◆ WHAT IS BEING ASKED: Your answer should hold every line of the records below that contains the string "shoulder".

===============

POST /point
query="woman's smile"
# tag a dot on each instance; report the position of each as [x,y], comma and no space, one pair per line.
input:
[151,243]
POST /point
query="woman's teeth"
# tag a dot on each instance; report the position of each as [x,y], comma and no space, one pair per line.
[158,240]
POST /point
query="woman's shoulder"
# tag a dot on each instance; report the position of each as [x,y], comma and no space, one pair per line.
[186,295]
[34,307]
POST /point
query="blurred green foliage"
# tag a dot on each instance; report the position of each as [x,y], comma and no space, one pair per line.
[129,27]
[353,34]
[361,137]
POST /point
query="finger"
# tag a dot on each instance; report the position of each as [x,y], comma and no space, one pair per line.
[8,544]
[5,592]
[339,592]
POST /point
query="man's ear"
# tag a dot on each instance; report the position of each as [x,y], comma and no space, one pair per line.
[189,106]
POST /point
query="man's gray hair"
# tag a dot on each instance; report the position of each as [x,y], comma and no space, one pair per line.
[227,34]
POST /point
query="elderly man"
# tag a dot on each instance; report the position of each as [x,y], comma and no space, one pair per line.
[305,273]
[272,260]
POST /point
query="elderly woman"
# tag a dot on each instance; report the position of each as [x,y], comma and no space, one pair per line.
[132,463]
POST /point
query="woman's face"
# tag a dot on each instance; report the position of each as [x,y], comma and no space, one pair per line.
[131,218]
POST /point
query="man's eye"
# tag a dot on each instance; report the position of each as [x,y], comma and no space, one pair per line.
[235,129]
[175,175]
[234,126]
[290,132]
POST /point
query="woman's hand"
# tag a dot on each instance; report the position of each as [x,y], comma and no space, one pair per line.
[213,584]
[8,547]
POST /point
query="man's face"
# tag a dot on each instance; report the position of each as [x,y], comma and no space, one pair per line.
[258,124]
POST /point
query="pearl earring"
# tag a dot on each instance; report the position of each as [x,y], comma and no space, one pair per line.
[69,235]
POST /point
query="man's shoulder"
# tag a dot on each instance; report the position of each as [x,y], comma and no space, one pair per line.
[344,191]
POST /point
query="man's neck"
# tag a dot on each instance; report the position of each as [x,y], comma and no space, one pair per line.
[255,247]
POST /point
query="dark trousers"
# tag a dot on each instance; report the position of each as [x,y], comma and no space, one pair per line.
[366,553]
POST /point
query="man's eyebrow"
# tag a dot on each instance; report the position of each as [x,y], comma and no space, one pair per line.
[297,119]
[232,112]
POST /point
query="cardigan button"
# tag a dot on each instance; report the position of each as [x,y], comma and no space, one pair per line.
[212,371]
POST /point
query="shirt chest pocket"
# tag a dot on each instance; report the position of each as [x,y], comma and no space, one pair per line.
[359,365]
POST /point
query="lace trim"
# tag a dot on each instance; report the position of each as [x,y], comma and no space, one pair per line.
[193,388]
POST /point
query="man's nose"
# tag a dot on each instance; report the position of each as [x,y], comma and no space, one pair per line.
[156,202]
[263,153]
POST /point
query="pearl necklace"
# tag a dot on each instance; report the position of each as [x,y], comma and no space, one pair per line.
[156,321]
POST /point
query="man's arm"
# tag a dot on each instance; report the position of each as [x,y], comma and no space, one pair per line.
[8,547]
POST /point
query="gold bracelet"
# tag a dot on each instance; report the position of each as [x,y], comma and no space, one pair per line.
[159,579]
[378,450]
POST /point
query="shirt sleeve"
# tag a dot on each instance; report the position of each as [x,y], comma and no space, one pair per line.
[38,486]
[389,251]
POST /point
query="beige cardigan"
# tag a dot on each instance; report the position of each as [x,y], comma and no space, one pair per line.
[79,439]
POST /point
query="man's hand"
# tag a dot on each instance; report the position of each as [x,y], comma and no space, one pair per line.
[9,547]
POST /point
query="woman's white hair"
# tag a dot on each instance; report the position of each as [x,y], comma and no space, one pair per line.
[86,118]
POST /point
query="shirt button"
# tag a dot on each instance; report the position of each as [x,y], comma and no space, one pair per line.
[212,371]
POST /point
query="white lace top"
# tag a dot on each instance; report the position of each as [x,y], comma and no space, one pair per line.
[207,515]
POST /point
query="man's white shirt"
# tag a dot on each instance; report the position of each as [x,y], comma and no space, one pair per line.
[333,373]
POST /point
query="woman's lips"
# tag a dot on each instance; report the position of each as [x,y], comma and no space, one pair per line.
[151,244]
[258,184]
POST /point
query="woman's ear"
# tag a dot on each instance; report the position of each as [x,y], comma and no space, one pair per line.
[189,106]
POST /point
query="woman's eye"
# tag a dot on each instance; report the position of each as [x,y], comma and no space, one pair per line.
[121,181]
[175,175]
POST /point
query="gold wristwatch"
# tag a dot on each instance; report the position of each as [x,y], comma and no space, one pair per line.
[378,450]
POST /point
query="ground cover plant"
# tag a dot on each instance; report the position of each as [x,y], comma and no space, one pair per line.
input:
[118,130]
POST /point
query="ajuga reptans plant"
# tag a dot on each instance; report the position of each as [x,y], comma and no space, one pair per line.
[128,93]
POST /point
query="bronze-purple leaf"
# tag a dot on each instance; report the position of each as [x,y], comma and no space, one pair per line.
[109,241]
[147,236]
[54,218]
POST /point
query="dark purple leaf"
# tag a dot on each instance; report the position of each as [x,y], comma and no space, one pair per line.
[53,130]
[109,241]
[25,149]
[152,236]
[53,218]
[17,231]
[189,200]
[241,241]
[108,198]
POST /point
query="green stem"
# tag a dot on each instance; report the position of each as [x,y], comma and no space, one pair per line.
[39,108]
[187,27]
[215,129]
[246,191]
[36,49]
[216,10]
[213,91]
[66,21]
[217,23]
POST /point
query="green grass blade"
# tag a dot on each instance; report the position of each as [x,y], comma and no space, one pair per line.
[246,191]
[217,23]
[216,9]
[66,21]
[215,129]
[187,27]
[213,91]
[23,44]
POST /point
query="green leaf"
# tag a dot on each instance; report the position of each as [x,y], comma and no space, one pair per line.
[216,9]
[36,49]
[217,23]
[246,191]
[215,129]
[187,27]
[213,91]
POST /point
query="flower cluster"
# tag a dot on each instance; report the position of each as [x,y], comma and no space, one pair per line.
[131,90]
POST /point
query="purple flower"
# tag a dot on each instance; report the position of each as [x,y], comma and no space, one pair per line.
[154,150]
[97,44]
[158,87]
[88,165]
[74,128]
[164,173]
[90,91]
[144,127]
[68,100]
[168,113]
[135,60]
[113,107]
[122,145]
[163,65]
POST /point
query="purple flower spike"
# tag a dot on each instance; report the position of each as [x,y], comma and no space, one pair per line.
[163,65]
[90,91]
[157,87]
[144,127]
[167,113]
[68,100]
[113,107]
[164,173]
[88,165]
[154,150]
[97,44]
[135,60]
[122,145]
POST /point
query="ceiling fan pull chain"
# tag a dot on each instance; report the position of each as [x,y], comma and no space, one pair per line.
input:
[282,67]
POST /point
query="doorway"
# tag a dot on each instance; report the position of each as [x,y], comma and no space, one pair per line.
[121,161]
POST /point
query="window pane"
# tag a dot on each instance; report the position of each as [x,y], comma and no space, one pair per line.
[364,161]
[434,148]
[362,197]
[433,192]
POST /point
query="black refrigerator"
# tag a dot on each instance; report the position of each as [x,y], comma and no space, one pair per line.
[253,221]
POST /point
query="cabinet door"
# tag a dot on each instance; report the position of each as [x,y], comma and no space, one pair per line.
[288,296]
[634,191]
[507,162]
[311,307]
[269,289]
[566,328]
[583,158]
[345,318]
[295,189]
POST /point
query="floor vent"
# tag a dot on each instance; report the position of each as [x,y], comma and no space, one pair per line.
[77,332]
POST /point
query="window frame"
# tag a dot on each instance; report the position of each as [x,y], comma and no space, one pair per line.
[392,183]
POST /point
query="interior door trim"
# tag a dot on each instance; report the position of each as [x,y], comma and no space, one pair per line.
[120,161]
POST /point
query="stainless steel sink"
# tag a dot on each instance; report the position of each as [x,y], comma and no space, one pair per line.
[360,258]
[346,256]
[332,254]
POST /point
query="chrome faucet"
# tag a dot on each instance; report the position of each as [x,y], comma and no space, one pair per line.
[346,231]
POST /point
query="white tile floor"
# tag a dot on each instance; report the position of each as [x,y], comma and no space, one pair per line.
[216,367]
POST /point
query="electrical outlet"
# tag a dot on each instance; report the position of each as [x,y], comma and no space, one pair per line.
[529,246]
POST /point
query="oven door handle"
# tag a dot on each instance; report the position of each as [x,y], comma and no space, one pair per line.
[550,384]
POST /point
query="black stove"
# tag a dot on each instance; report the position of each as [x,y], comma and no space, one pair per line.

===============

◆ ANSWER SECTION:
query="woman's shoulder"
query="man's shoulder"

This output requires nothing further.